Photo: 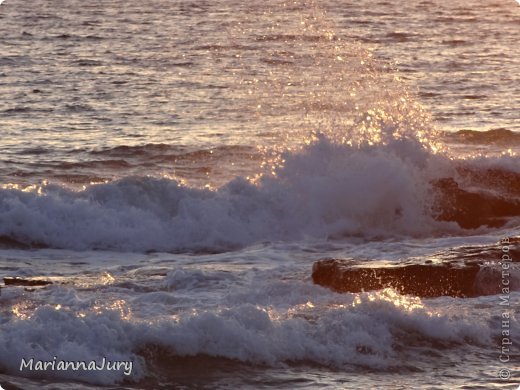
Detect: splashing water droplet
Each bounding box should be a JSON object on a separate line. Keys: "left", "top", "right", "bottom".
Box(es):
{"left": 228, "top": 0, "right": 444, "bottom": 178}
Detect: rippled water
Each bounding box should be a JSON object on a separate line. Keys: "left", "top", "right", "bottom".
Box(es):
{"left": 1, "top": 0, "right": 519, "bottom": 187}
{"left": 0, "top": 0, "right": 519, "bottom": 389}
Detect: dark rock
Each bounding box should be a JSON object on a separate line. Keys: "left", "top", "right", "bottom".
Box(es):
{"left": 432, "top": 177, "right": 520, "bottom": 229}
{"left": 312, "top": 259, "right": 482, "bottom": 297}
{"left": 0, "top": 235, "right": 48, "bottom": 249}
{"left": 312, "top": 239, "right": 519, "bottom": 298}
{"left": 0, "top": 236, "right": 31, "bottom": 249}
{"left": 4, "top": 277, "right": 53, "bottom": 287}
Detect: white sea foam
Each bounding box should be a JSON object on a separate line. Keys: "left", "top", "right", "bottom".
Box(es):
{"left": 0, "top": 242, "right": 517, "bottom": 386}
{"left": 0, "top": 133, "right": 518, "bottom": 252}
{"left": 0, "top": 135, "right": 458, "bottom": 252}
{"left": 0, "top": 285, "right": 504, "bottom": 385}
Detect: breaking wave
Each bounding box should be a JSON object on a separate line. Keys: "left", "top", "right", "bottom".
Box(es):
{"left": 0, "top": 133, "right": 519, "bottom": 252}
{"left": 0, "top": 285, "right": 505, "bottom": 385}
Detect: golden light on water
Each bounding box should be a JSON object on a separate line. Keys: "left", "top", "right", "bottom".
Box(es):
{"left": 11, "top": 302, "right": 33, "bottom": 320}
{"left": 89, "top": 299, "right": 132, "bottom": 321}
{"left": 352, "top": 288, "right": 425, "bottom": 313}
{"left": 100, "top": 272, "right": 115, "bottom": 285}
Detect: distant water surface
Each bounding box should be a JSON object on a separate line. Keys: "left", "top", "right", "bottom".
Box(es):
{"left": 0, "top": 1, "right": 519, "bottom": 389}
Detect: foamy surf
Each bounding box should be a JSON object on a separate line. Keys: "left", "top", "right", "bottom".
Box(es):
{"left": 1, "top": 253, "right": 515, "bottom": 386}
{"left": 1, "top": 131, "right": 519, "bottom": 252}
{"left": 1, "top": 0, "right": 519, "bottom": 388}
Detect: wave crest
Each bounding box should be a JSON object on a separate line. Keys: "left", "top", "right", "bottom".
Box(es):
{"left": 0, "top": 134, "right": 518, "bottom": 252}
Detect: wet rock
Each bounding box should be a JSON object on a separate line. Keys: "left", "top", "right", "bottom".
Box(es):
{"left": 312, "top": 239, "right": 519, "bottom": 298}
{"left": 3, "top": 277, "right": 53, "bottom": 287}
{"left": 0, "top": 235, "right": 48, "bottom": 249}
{"left": 0, "top": 236, "right": 31, "bottom": 249}
{"left": 312, "top": 259, "right": 482, "bottom": 297}
{"left": 432, "top": 177, "right": 520, "bottom": 229}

- - -

Work instruction:
Restate the data above word for word. Do not include the images.

Answer to the problem:
Photo: 
Detect: splashing water droplet
Each bounding box should be a JSON object on a separate line. Keys: "left", "top", "right", "bottom".
Box(es):
{"left": 228, "top": 0, "right": 444, "bottom": 178}
Detect: rippled water
Each bounding box should be a JSON object on a separate line. Keys: "left", "top", "right", "bottom".
Box(es):
{"left": 1, "top": 0, "right": 519, "bottom": 187}
{"left": 0, "top": 0, "right": 519, "bottom": 389}
Detect: dark rock
Each bounding box should be a JSON object on a separate line. Keys: "left", "top", "right", "bottom".
Box(es):
{"left": 432, "top": 177, "right": 520, "bottom": 229}
{"left": 312, "top": 259, "right": 482, "bottom": 297}
{"left": 0, "top": 235, "right": 48, "bottom": 249}
{"left": 312, "top": 239, "right": 519, "bottom": 298}
{"left": 0, "top": 236, "right": 31, "bottom": 249}
{"left": 4, "top": 277, "right": 53, "bottom": 287}
Detect: white sea foam
Each bounding box should be a JSON object on a separate line. Keys: "left", "top", "right", "bottom".
Box(es):
{"left": 0, "top": 242, "right": 517, "bottom": 386}
{"left": 0, "top": 133, "right": 518, "bottom": 252}
{"left": 0, "top": 135, "right": 458, "bottom": 252}
{"left": 0, "top": 285, "right": 504, "bottom": 385}
Detect: breaking wave
Each bounding box should be a JSON object on a separate line. Keys: "left", "top", "right", "bottom".
Box(es):
{"left": 0, "top": 133, "right": 519, "bottom": 252}
{"left": 0, "top": 285, "right": 505, "bottom": 385}
Detect: golden light on water
Each bounding box should be a JSON object on a separate line. Keys: "left", "top", "right", "bottom".
Box(es):
{"left": 11, "top": 302, "right": 33, "bottom": 320}
{"left": 89, "top": 299, "right": 132, "bottom": 321}
{"left": 352, "top": 288, "right": 425, "bottom": 313}
{"left": 100, "top": 272, "right": 115, "bottom": 285}
Detect: distant water surface
Each bounding box should be a JSON object on a separate line. Keys: "left", "top", "right", "bottom".
Box(es):
{"left": 0, "top": 1, "right": 519, "bottom": 389}
Detect: foamy surf
Each bounding box should be a JSON object on a separate line. Keys: "left", "top", "right", "bottom".
Box(es):
{"left": 1, "top": 253, "right": 515, "bottom": 386}
{"left": 1, "top": 131, "right": 519, "bottom": 252}
{"left": 1, "top": 0, "right": 519, "bottom": 388}
Detect: wave crest
Each bounding box should be a JSON object on a separate line. Keys: "left", "top", "right", "bottom".
Box(es):
{"left": 0, "top": 134, "right": 518, "bottom": 252}
Detect: wet rock
Each bounding box should be a JSON object on a separate line. Keys: "left", "top", "right", "bottom".
Box(es):
{"left": 312, "top": 239, "right": 519, "bottom": 298}
{"left": 3, "top": 277, "right": 53, "bottom": 287}
{"left": 0, "top": 235, "right": 48, "bottom": 249}
{"left": 0, "top": 236, "right": 31, "bottom": 249}
{"left": 312, "top": 259, "right": 482, "bottom": 297}
{"left": 432, "top": 177, "right": 520, "bottom": 229}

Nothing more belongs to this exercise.